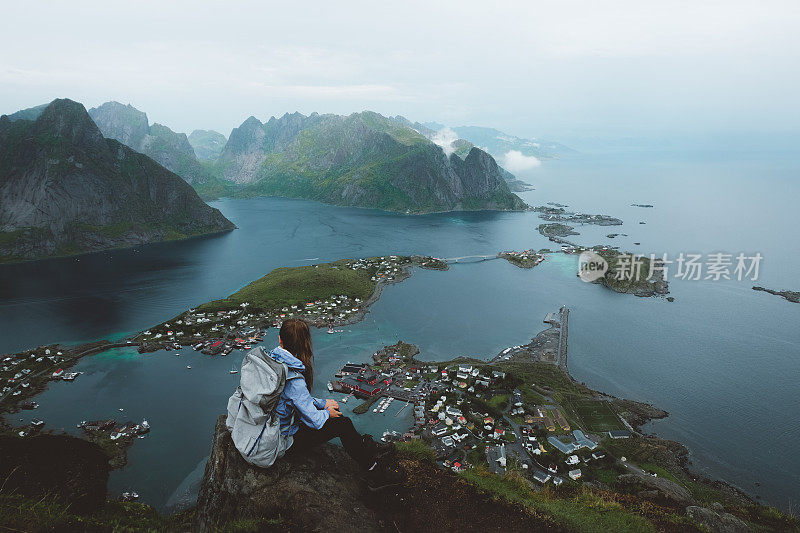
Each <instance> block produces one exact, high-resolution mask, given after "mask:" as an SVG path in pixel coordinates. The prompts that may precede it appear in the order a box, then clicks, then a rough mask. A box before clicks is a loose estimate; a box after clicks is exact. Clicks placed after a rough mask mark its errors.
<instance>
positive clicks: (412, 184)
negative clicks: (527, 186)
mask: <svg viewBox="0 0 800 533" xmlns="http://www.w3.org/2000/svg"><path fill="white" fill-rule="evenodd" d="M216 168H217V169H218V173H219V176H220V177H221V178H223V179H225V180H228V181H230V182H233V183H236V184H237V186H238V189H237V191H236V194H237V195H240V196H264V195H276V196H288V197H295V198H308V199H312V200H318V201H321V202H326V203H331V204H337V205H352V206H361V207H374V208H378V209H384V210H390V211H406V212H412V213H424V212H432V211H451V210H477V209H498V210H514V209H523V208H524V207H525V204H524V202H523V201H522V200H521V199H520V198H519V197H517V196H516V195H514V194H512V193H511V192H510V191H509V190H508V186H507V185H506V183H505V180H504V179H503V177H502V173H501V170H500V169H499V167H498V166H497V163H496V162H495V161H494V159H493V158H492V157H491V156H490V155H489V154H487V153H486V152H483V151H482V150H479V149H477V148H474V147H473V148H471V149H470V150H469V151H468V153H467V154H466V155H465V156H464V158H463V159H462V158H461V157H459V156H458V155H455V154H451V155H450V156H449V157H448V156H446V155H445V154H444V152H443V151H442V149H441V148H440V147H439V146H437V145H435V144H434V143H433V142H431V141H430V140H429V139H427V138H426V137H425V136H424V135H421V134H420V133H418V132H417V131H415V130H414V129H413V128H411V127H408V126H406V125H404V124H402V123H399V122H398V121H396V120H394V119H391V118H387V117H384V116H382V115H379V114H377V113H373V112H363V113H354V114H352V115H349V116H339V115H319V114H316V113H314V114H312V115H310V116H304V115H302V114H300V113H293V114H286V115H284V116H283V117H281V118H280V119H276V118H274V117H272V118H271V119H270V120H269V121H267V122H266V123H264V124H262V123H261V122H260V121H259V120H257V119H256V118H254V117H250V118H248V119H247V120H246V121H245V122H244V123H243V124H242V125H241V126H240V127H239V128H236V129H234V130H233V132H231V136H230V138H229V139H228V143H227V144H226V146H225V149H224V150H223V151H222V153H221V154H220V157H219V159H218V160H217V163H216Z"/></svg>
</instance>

§ Requirement
Could you transcribe every entry exactly, leaving out the pictures?

§ Exercise solution
Each <instance> block produces one exact, high-resolution mask, given after "mask:" as an SVG path in pixel coordinates. The prompts that may precede it appear in the order a box, then clicks, then a rough mask. A box before clicks is a loose estimate; a box after clicks is exact. Clicks placed after a rough mask mark its errors.
<instance>
positive clicks: (412, 184)
negative clicks: (527, 186)
mask: <svg viewBox="0 0 800 533" xmlns="http://www.w3.org/2000/svg"><path fill="white" fill-rule="evenodd" d="M216 168H217V169H218V173H219V176H220V177H221V178H223V179H225V180H228V181H230V182H233V183H236V184H237V186H238V189H237V191H236V194H237V195H240V196H264V195H276V196H288V197H295V198H308V199H312V200H318V201H321V202H326V203H331V204H337V205H352V206H361V207H374V208H378V209H384V210H390V211H406V212H412V213H424V212H432V211H451V210H477V209H498V210H514V209H523V208H524V207H525V204H524V202H523V201H522V200H521V199H520V198H519V197H517V196H516V195H514V194H512V193H511V192H510V191H509V190H508V186H507V185H506V183H505V180H504V179H503V177H502V173H501V170H500V169H499V167H498V166H497V163H496V162H495V161H494V159H493V158H492V157H491V156H490V155H489V154H487V153H486V152H483V151H482V150H479V149H477V148H474V147H473V148H471V149H470V150H469V151H468V153H467V154H466V155H465V156H464V158H463V159H462V158H461V157H459V156H458V155H455V154H451V155H450V156H449V157H448V156H446V155H445V154H444V152H443V151H442V149H441V148H440V147H439V146H437V145H435V144H434V143H433V142H431V141H430V140H429V139H427V138H426V137H425V136H424V135H421V134H420V133H418V132H417V131H415V130H414V129H413V128H411V127H408V126H406V125H404V124H402V123H399V122H398V121H396V120H394V119H391V118H387V117H384V116H382V115H379V114H377V113H373V112H363V113H354V114H352V115H349V116H339V115H319V114H316V113H314V114H312V115H310V116H304V115H302V114H300V113H293V114H286V115H284V116H283V117H281V118H280V119H276V118H274V117H272V118H271V119H270V120H269V121H267V122H266V123H264V124H262V123H261V122H260V121H259V120H257V119H256V118H254V117H250V118H248V119H247V120H246V121H245V122H244V123H243V124H242V125H241V126H240V127H239V128H236V129H234V130H233V132H231V136H230V138H229V139H228V143H227V144H226V146H225V149H224V150H223V151H222V153H221V154H220V157H219V159H218V160H217V163H216Z"/></svg>
</instance>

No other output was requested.